What the exercise asks
Please gather every line in the items below that contains the word "collar", and copy each such line unchanged. Case counts.

Data section
-------------------------
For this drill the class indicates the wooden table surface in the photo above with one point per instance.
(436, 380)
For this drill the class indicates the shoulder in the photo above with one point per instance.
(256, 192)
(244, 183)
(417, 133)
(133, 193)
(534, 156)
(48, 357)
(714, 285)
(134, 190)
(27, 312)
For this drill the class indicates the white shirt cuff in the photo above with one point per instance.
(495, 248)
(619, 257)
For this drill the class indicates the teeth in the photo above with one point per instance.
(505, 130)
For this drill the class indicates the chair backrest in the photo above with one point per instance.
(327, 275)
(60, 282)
-------------------------
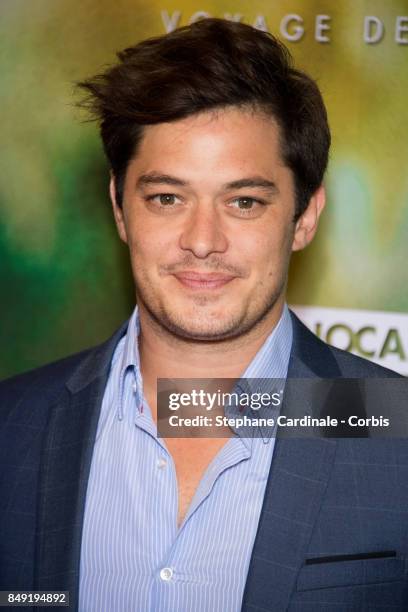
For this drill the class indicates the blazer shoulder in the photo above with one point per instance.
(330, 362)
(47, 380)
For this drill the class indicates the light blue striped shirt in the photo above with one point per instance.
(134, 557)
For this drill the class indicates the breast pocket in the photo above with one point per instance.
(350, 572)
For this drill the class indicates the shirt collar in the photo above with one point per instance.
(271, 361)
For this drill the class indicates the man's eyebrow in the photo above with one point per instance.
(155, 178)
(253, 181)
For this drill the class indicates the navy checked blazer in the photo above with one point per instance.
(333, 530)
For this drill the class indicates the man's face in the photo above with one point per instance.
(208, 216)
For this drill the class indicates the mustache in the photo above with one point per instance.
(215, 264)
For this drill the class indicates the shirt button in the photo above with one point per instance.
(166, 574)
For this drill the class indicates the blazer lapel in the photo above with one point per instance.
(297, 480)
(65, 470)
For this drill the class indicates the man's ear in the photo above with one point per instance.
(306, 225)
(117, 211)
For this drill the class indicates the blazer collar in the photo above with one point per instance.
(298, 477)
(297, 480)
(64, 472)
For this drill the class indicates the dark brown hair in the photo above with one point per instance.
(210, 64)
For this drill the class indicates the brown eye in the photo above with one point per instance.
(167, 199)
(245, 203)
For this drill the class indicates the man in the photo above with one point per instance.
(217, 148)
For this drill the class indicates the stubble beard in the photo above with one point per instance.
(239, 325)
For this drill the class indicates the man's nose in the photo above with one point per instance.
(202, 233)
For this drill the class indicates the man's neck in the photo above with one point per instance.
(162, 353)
-------------------------
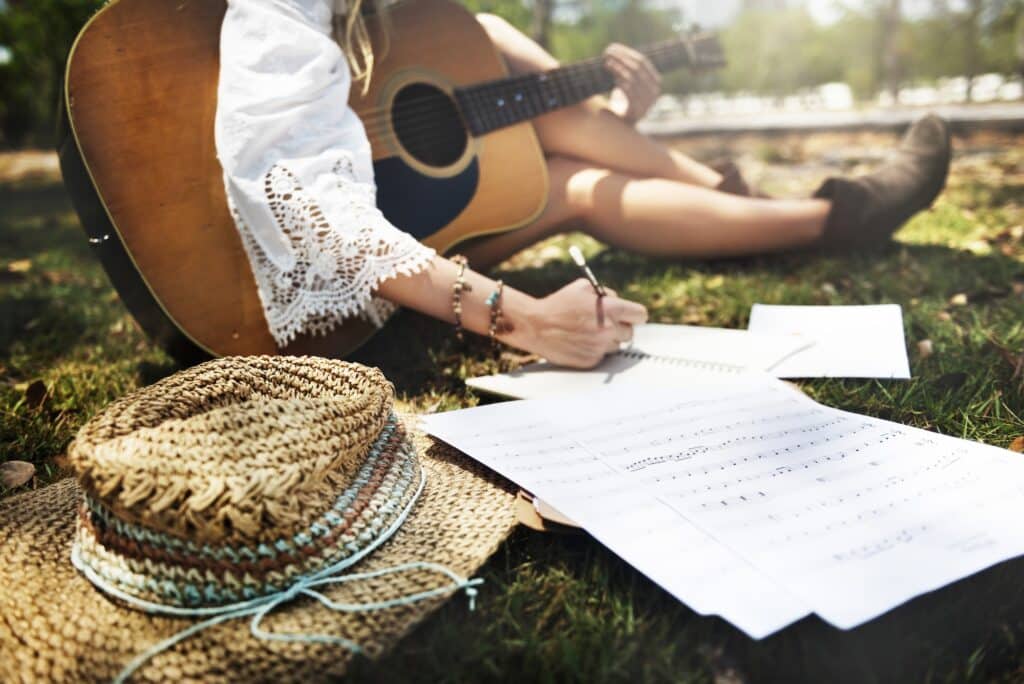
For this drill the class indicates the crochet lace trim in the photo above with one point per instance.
-------------------------
Task answer
For this drill the class indicates the shirt collar in the photo above with one point per instance.
For this drill the class indicates the blazer collar in the photo above with one point per instance.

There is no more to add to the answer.